> PROBLEMS:
**a)** According to the YC SAFE checklist, what are the only changes allowed to the body text of the form?
**b)** Write a continuation of the YC SAFE checklist, starting after its final line.

start SOURCE PASSAGE

Use the unmodified form

The YC SAFE is a standardized form that every deal uses unchanged. Before reviewing the fields, confirm the body text is the unmodified form and that you have the right post-money, valuation-cap version — the rest of this checklist assumes the only changes are the blanks.

1.1Body text left unmodified except blanks and brackets

Confirm the body text is the standard form, changed only to fill in blanks and bracketed terms. The instrument records the parties' shared expectation that neither one has modified the form, except to fill in blanks and bracketed terms — every copy of the YC SAFE is identical by design, which is what lets investors and founders sign quickly without re-negotiating standard terms. An edit to the operative text breaks that expectation and forfeits the speed and certainty the standardized document provides, so treat any change beyond the blanks as a defect to undo before signing.

Prohibited (MUST NOT)

end SOURCE PASSAGE
start DATA EXCERPTS

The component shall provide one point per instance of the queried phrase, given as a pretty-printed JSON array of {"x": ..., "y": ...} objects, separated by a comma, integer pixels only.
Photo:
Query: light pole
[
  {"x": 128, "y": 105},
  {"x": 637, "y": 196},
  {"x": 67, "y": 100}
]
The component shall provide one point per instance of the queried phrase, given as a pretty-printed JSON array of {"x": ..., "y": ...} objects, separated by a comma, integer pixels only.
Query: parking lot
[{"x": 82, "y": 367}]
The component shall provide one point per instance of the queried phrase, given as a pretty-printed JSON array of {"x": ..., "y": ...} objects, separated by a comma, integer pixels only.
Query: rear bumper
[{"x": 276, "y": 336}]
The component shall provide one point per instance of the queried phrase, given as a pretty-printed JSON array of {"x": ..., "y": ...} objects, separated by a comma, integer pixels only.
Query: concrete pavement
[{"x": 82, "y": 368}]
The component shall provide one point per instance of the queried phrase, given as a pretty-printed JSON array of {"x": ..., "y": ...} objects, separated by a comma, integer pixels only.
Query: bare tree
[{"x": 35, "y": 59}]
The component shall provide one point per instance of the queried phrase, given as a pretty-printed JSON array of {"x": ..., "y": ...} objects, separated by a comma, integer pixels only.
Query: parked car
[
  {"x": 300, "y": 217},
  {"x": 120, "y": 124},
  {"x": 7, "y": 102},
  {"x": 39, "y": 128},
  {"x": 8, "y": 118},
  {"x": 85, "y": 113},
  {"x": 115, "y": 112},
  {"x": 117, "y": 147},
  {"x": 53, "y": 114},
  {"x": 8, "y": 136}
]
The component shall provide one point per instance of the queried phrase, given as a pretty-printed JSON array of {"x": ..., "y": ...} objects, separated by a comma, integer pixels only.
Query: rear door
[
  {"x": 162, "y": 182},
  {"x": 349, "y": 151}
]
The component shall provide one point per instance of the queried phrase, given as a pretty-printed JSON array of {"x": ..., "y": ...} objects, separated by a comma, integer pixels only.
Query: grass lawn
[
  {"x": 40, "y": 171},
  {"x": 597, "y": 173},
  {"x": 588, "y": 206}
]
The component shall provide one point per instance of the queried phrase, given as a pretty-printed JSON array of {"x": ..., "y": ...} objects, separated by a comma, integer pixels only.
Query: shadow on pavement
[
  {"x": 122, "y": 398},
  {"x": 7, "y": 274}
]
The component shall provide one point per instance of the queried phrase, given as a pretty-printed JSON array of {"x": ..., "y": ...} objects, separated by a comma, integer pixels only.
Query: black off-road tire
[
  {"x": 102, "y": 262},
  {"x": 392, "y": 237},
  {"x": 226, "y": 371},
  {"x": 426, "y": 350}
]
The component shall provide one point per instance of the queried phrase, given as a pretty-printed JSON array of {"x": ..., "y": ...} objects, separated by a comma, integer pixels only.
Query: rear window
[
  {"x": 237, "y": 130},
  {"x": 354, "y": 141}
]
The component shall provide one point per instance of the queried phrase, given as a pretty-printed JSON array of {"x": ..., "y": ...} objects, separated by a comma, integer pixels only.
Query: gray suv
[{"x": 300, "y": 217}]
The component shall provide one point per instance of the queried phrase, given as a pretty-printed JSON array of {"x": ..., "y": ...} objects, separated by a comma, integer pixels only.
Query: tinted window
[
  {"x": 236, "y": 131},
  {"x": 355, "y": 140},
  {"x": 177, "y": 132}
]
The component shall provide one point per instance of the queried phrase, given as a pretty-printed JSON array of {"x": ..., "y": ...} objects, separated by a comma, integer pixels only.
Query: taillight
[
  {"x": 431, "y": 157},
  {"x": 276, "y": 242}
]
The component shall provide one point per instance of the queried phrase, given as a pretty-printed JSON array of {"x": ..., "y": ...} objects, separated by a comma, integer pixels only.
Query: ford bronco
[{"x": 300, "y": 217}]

end DATA EXCERPTS

> FINAL ANSWERS:
**a)** Filling in the blanks and bracketed terms.

**b)**
1.2Post-money form, not the legacy pre-money safe

Confirm this is the post-money SAFE and not the older pre-money safe. The post-money form prices conversion at the Post-Money Valuation Cap divided by the Company Capitalization, which fixes the investor's ownership at signing — its amount of ownership sold is immediately transparent and calculable for both sides, and later SAFEs and the option pool dilute the founders rather than this investor. The pre-money safe computes dilution differently, so a deal that thinks it is using the post-money form but is on the pre-money one will misstate who absorbs future dilution.

Recommended (SHOULD)
1.3Valuation-cap-only file matches the negotiated economics

Confirm this is the valuation-cap-only file rather than one of the other versions the User Guide describes — Other versions of the safe are described in Appendix I, namely the cap-and-discount, discount-only, and MFN forms. Each is a separate document with different economics, so match the file in hand to what the parties negotiated; a cap-only file used for a deal that bargained for a discount is the wrong instrument and will short-change one side.

Recommended (SHOULD)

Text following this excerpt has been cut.